- **Problem to solve**:
Your task is to repeat the listing exactly.

Excerpts from segmentation records:
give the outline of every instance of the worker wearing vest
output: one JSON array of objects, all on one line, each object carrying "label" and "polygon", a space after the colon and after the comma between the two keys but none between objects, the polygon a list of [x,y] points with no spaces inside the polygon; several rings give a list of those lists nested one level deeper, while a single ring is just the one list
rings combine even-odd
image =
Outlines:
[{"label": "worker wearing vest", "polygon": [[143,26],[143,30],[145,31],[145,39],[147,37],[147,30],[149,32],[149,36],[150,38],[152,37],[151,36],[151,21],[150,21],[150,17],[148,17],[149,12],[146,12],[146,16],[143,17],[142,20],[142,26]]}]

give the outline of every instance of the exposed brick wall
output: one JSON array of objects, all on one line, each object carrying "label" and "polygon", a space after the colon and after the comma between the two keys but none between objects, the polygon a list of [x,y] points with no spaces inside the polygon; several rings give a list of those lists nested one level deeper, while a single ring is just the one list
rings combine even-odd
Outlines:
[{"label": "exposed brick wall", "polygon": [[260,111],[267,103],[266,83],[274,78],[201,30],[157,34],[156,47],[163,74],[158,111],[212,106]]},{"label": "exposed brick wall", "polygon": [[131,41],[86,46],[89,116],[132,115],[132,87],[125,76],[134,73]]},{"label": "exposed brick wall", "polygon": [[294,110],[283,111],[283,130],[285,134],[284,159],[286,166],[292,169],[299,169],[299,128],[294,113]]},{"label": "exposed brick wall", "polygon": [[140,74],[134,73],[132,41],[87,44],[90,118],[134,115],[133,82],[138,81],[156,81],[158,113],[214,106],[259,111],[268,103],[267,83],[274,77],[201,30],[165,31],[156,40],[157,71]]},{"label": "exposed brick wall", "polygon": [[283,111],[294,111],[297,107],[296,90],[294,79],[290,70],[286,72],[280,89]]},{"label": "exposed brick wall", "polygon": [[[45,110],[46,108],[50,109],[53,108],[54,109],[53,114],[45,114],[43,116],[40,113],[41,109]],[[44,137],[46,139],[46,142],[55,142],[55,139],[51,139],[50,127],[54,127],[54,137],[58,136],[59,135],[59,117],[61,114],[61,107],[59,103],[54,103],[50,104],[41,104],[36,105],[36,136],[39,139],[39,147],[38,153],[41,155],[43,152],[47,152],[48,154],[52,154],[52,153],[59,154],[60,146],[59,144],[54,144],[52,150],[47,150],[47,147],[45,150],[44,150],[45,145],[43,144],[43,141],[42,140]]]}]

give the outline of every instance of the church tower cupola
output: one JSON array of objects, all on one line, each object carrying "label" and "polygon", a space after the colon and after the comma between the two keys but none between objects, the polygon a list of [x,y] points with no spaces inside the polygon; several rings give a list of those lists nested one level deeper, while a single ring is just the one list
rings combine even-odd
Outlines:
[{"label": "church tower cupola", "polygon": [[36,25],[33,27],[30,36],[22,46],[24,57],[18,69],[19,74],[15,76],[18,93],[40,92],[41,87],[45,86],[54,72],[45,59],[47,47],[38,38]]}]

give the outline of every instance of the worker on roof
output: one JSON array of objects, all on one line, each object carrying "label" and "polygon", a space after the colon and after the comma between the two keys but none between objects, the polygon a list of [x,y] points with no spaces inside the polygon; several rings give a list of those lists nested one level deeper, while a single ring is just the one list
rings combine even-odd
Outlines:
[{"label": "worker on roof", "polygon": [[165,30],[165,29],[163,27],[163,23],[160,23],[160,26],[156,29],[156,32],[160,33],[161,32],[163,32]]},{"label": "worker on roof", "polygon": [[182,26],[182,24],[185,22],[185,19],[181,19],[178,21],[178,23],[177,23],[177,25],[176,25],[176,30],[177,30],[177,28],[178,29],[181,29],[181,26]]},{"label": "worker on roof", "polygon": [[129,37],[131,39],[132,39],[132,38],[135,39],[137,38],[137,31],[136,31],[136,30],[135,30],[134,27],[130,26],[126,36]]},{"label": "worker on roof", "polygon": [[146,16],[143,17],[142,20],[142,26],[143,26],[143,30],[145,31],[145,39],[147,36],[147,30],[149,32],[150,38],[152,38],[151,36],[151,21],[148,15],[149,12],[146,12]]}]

- **Solved exercise**:
give the outline of every instance of the worker wearing vest
output: one JSON array of objects, all on one line, each object carrying "label" and "polygon", a space after the colon and after the comma between the two keys but none between objects, the polygon a list of [x,y] points with no spaces inside the polygon; several rings give a list of those lists nested one level deeper, while a single ring is just the one list
rings combine even-odd
image =
Outlines:
[{"label": "worker wearing vest", "polygon": [[143,26],[143,30],[145,31],[145,39],[147,37],[147,30],[149,32],[149,36],[150,38],[152,37],[151,36],[151,21],[150,21],[150,17],[148,17],[149,12],[146,12],[146,16],[143,17],[142,20],[142,26]]}]

give the outline of every instance of the exposed brick wall
output: one JSON array of objects, all on one line, each object carrying "label" and "polygon", a space after the colon and after the comma between the two keys but none between objects, the polygon a list of [x,y] points with no spaces inside the polygon; several rings give a list of those lists nested one level deeper, while a single ring is just the one list
rings combine even-odd
Outlines:
[{"label": "exposed brick wall", "polygon": [[260,111],[267,103],[266,83],[274,78],[201,30],[157,34],[156,47],[163,74],[158,111],[212,106]]},{"label": "exposed brick wall", "polygon": [[131,41],[86,46],[89,116],[132,115],[132,87],[125,76],[134,73]]},{"label": "exposed brick wall", "polygon": [[294,110],[283,111],[283,130],[285,134],[284,159],[286,166],[292,169],[299,169],[299,128],[294,113]]},{"label": "exposed brick wall", "polygon": [[140,74],[134,73],[132,41],[87,44],[90,118],[134,115],[133,82],[138,81],[156,81],[158,113],[214,106],[259,111],[268,103],[267,83],[274,77],[201,30],[165,31],[156,40],[157,71]]},{"label": "exposed brick wall", "polygon": [[283,111],[294,111],[297,107],[296,90],[294,79],[290,70],[286,72],[280,89]]},{"label": "exposed brick wall", "polygon": [[[45,110],[46,108],[50,109],[53,108],[54,109],[53,114],[45,114],[43,116],[40,113],[41,109]],[[44,137],[46,139],[46,142],[55,142],[55,139],[51,139],[50,127],[54,127],[54,137],[58,136],[59,135],[59,117],[61,114],[61,107],[59,103],[54,103],[50,104],[41,104],[36,105],[36,136],[39,139],[39,147],[38,153],[41,155],[43,152],[47,152],[48,154],[52,154],[52,153],[59,154],[60,146],[59,144],[54,144],[52,150],[47,150],[47,147],[45,150],[44,150],[45,145],[43,144],[43,141],[42,140]]]}]

give the outline of every instance of the church tower cupola
output: one JSON array of objects, all on one line, each object carrying "label" and "polygon", a space after the colon and after the comma between the two keys but none between objects, the polygon a list of [x,y] points with no spaces inside the polygon; several rings give a list of those lists nested one level deeper, while a single ring is just the one list
rings combine even-odd
Outlines:
[{"label": "church tower cupola", "polygon": [[36,25],[33,27],[30,36],[22,46],[24,57],[18,69],[19,74],[15,76],[18,93],[40,92],[41,87],[45,86],[54,72],[45,59],[47,47],[38,38]]}]

give the outline of every instance of the worker on roof
output: one JSON array of objects, all on one line, each object carrying "label" and "polygon", a space after the colon and after the comma between the two keys but none between objects, the polygon a list of [x,y] points with no spaces inside the polygon; several rings give a list of those lists nested one level deeper, while a single ring is just the one list
rings combine even-odd
Outlines:
[{"label": "worker on roof", "polygon": [[165,30],[165,29],[163,27],[163,23],[160,23],[160,26],[156,29],[156,32],[160,33],[161,32],[163,32]]},{"label": "worker on roof", "polygon": [[182,26],[182,24],[185,22],[185,19],[181,19],[178,21],[178,23],[177,23],[177,25],[176,25],[176,30],[177,30],[177,28],[178,29],[181,29],[181,26]]},{"label": "worker on roof", "polygon": [[129,37],[131,39],[132,39],[132,38],[135,39],[137,38],[137,31],[136,31],[136,30],[135,30],[134,27],[130,26],[126,36]]},{"label": "worker on roof", "polygon": [[146,16],[143,17],[142,20],[142,26],[143,26],[143,30],[145,31],[145,39],[147,36],[147,30],[149,32],[150,38],[152,38],[151,36],[151,21],[148,15],[149,12],[146,12]]}]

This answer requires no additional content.